_SET EXERCISE_. Write out the material below word for word, from its first line up to and including the line with "[422,285,442,383]".

[Dataset excerpt]
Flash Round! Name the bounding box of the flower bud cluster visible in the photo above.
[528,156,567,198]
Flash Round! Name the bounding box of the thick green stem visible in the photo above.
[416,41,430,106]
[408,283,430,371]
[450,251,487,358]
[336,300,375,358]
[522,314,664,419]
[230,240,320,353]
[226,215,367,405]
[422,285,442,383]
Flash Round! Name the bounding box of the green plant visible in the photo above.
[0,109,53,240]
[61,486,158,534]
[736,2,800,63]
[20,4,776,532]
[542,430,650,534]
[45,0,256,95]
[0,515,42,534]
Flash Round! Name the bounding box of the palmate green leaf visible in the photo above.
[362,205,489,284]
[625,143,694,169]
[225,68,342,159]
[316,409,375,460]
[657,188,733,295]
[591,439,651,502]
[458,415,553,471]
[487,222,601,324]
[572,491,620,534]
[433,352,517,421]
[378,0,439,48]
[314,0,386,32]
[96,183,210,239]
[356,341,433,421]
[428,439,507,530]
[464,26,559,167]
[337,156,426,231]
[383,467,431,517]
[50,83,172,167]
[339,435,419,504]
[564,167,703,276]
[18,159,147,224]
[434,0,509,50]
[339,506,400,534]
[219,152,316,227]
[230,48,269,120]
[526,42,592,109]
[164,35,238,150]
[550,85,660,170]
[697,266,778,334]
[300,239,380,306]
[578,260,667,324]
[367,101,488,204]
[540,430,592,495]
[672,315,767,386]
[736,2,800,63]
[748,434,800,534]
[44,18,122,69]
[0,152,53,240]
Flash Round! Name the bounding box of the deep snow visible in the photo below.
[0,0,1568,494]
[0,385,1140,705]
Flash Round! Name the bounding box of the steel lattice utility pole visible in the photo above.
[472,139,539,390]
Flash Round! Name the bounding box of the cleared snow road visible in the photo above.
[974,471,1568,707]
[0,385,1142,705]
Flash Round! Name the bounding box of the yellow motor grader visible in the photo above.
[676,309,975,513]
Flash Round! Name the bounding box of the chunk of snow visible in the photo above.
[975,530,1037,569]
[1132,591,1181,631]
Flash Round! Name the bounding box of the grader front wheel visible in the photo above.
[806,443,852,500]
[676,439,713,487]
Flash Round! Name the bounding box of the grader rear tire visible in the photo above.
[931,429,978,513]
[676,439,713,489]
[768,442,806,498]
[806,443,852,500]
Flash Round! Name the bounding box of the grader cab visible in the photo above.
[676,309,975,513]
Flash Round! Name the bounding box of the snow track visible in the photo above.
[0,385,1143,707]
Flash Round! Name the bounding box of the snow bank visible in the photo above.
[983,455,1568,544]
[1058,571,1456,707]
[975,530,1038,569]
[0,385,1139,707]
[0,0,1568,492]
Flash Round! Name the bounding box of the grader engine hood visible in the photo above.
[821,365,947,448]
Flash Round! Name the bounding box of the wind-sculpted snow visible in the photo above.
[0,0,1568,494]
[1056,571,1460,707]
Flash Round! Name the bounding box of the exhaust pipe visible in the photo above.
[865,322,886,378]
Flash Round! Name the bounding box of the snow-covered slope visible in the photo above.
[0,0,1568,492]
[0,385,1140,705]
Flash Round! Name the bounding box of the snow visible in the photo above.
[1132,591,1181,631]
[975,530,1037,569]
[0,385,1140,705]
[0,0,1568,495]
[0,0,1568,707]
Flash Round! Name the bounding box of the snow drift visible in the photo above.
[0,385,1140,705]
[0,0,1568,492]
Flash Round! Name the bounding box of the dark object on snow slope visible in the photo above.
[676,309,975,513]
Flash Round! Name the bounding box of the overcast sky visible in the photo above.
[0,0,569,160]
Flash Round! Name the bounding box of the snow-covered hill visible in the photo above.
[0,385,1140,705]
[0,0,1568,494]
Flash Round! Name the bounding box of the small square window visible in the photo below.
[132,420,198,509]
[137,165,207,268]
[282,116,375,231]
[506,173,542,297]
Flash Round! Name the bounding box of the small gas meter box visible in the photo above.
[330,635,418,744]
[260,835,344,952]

_RESULT OF THE TASK_.
Flash Round! Name the bounding box of the flower bud cluster visible in the photo above.
[528,156,567,198]
Flash Round! Name the bounding box of the thick green stem visible in the photo above.
[416,41,430,106]
[408,283,430,371]
[450,251,487,358]
[336,300,375,358]
[522,314,664,419]
[230,240,320,353]
[226,215,367,405]
[422,285,442,383]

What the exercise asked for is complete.